◆ Texte de la page
◇ ◇ ◇ ◇ ◇ ◇ ◇

On dit que les murs ont des oreilles. Et si, finalement, tous les objets avaient des yeux, un cœur, des membres, des organes ? Ça fait deux ans que Pierre-Jean (aka Fouapa) a tout plaqué pour explorer son univers du pop macabre. Il donne vie (ou mort) à des objets du quotidien, prend le temps de les disséquer en associant l’imagerie du morbide et des couleurs pop. On est partis le rencontrer à la Cité des halles, où il est résident… histoire de faire le bilan.
Dessins liés ✍️
Après 13 ans à travailler dans la publicité, le conseil et la stratégie, à briefer des créatifs, Pierre-Jean a décidé de tout lâcher pour revenir à Lyon, où il a en partie grandi. L’idée : se consacrer pleinement à l’art. Artiste pluridisciplinaire, il travaille sur différents supports, des toiles mais aussi des objets récupérés, en associant le morbide et des couleurs tout droit venues des années 90.

◇ ◇ ◇ ◇ ◇ ◇ ◇

◆ Lignes de données
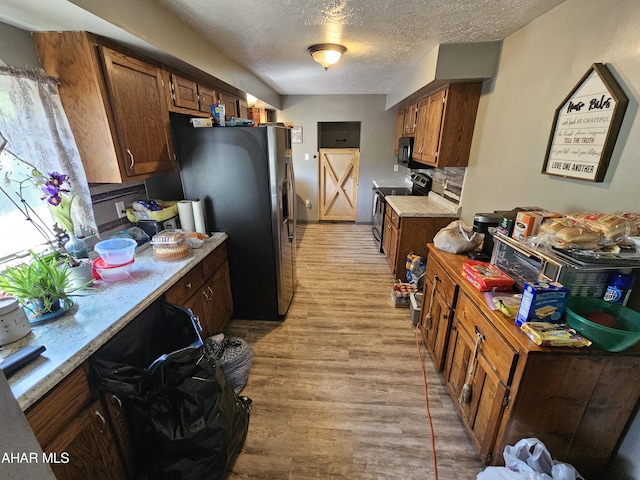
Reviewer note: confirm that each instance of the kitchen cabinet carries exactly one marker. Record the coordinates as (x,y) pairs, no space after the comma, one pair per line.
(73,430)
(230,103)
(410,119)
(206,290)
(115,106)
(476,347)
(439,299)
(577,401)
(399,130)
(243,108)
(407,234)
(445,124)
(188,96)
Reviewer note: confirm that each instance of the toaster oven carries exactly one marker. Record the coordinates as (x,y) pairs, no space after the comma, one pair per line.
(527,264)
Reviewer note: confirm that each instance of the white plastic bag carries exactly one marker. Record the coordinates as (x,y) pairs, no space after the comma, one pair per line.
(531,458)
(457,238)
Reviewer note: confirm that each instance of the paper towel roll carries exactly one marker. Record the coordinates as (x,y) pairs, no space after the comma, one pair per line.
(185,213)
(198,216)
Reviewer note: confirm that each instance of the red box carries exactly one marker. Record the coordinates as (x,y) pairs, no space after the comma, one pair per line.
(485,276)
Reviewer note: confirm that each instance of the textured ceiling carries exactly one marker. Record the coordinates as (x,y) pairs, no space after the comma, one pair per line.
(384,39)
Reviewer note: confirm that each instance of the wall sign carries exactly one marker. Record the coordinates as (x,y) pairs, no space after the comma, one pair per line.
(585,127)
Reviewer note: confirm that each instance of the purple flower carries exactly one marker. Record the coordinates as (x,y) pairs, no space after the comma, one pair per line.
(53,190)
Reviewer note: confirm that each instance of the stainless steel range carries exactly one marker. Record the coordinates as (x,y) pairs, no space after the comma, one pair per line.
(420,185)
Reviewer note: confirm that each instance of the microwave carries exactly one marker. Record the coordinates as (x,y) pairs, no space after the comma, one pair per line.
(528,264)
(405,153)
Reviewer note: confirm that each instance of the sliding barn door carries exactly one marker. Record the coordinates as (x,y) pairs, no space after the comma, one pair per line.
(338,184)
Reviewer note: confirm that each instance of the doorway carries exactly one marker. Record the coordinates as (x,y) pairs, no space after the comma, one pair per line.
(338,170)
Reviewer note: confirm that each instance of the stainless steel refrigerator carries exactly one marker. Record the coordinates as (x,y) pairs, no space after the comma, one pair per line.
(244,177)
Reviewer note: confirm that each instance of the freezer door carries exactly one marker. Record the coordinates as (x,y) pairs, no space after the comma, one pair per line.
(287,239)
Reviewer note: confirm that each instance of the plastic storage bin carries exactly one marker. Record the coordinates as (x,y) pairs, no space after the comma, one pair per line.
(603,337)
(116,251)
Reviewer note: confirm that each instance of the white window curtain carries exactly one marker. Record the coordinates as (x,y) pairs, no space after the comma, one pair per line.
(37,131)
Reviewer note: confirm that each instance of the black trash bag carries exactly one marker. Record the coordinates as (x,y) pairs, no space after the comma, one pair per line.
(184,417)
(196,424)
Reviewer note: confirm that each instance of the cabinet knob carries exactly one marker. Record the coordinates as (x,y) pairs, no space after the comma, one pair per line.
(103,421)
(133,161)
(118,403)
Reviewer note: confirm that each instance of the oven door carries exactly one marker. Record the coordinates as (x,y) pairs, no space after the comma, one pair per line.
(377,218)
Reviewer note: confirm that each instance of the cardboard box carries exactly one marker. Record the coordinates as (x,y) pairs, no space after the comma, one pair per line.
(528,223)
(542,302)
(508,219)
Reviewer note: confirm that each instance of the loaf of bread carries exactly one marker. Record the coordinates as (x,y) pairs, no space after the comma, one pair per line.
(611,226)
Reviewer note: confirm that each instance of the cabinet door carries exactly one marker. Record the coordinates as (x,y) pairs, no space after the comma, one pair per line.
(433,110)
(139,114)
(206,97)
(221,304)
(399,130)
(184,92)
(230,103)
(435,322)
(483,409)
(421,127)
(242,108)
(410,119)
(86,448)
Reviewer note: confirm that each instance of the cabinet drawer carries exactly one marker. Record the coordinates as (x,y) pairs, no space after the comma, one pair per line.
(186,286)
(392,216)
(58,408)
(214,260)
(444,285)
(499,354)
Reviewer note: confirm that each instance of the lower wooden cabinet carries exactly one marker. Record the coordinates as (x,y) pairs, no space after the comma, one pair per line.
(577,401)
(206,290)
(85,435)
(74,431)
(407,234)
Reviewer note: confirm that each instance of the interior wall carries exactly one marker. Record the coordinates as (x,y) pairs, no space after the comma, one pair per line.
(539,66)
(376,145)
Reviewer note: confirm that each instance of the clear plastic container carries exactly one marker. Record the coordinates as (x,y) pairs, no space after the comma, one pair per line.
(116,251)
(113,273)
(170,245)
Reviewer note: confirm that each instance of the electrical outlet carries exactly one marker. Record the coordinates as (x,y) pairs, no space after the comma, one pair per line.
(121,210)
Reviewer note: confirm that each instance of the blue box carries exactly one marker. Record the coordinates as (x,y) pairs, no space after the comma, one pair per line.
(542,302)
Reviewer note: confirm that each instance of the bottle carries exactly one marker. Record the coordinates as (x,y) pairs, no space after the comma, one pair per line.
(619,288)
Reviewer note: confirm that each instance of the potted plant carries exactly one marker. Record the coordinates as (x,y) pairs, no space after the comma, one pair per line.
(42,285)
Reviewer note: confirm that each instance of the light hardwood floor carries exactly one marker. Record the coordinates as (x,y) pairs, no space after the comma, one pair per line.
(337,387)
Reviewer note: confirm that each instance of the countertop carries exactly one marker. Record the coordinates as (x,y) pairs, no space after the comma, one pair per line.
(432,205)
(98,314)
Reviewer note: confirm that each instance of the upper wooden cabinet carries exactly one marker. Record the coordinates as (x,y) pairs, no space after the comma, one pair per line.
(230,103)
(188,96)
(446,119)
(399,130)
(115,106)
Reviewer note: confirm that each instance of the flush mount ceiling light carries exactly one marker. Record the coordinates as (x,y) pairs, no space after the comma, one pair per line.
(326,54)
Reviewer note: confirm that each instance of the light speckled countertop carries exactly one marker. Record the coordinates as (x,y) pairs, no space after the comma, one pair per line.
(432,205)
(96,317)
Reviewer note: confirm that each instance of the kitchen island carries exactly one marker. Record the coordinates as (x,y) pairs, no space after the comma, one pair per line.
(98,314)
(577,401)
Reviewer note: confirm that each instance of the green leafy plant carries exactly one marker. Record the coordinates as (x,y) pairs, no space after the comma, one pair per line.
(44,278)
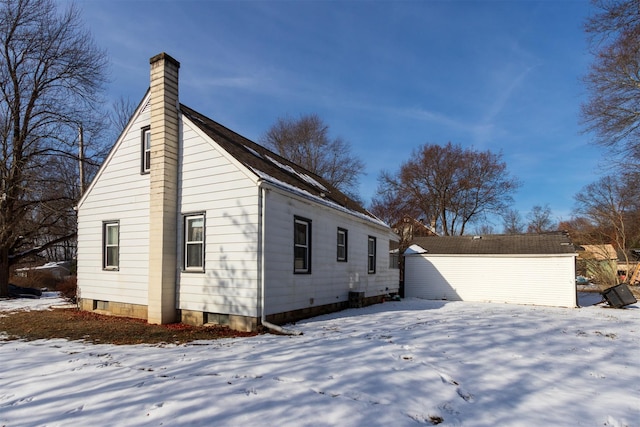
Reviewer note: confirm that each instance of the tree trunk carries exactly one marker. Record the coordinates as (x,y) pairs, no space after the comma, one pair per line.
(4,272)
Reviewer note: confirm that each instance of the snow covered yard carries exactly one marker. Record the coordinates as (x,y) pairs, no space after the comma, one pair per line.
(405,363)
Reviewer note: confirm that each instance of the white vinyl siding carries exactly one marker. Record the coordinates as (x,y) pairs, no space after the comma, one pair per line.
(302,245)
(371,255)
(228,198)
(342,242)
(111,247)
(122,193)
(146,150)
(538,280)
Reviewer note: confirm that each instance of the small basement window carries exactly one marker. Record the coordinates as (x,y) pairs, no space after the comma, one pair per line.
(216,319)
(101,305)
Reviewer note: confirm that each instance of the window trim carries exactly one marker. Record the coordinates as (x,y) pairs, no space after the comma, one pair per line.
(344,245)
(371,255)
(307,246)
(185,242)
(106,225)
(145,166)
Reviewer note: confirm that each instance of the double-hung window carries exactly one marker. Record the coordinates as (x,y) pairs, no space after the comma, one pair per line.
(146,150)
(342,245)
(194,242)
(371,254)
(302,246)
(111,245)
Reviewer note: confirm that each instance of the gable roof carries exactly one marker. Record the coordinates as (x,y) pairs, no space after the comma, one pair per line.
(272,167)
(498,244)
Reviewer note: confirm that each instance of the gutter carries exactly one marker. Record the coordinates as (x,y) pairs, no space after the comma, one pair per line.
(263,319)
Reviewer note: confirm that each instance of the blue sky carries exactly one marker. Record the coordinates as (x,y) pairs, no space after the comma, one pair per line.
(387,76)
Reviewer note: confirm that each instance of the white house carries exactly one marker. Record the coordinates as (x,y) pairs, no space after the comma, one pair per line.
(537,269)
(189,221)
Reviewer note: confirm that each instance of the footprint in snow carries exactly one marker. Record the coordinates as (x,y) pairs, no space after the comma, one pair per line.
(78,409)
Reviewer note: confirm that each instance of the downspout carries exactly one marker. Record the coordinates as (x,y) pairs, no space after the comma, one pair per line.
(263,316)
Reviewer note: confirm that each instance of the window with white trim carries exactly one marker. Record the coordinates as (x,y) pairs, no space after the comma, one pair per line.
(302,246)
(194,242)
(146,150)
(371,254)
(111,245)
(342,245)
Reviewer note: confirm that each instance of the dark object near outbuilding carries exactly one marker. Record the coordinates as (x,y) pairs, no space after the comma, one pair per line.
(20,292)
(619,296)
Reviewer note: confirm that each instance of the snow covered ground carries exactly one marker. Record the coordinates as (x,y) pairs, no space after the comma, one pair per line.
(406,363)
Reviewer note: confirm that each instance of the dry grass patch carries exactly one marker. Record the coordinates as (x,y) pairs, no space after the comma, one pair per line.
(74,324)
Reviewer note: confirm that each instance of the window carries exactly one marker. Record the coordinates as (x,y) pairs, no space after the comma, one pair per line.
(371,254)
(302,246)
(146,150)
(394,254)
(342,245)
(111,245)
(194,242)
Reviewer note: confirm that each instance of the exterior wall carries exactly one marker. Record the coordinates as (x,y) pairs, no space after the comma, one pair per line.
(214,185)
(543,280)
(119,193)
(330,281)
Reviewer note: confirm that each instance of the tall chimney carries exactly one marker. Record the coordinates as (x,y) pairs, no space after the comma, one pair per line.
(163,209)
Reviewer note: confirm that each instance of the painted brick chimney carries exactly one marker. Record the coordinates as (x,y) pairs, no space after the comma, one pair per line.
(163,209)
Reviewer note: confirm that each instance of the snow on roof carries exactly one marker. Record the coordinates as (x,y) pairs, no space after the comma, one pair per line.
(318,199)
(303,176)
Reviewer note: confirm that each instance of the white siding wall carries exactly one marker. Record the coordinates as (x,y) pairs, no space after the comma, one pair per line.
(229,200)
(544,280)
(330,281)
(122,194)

◇ ◇ ◇ ◇ ◇ ◇ ◇

◆ À compléter
1. D'après le texte de la page, pendant combien d'années Pierre-Jean a-t-il travaillé dans la publicité, le conseil et la stratégie ?
2. Modifiez le passage du texte de la page qui va de « On dit que les » jusqu'à « des années 90. » inclus, en remplaçant « toiles » par « tableaux ».

◆ Réponses par tâche
1. Pendant 13 ans.

2.
On dit que les murs ont des oreilles. Et si, finalement, tous les objets avaient des yeux, un cœur, des membres, des organes ? Ça fait deux ans que Pierre-Jean (aka Fouapa) a tout plaqué pour explorer son univers du pop macabre. Il donne vie (ou mort) à des objets du quotidien, prend le temps de les disséquer en associant l’imagerie du morbide et des couleurs pop. On est partis le rencontrer à la Cité des halles, où il est résident… histoire de faire le bilan.
Dessins liés ✍️
Après 13 ans à travailler dans la publicité, le conseil et la stratégie, à briefer des créatifs, Pierre-Jean a décidé de tout lâcher pour revenir à Lyon, où il a en partie grandi. L’idée : se consacrer pleinement à l’art. Artiste pluridisciplinaire, il travaille sur différents supports, des tableaux mais aussi des objets récupérés, en associant le morbide et des couleurs tout droit venues des années 90.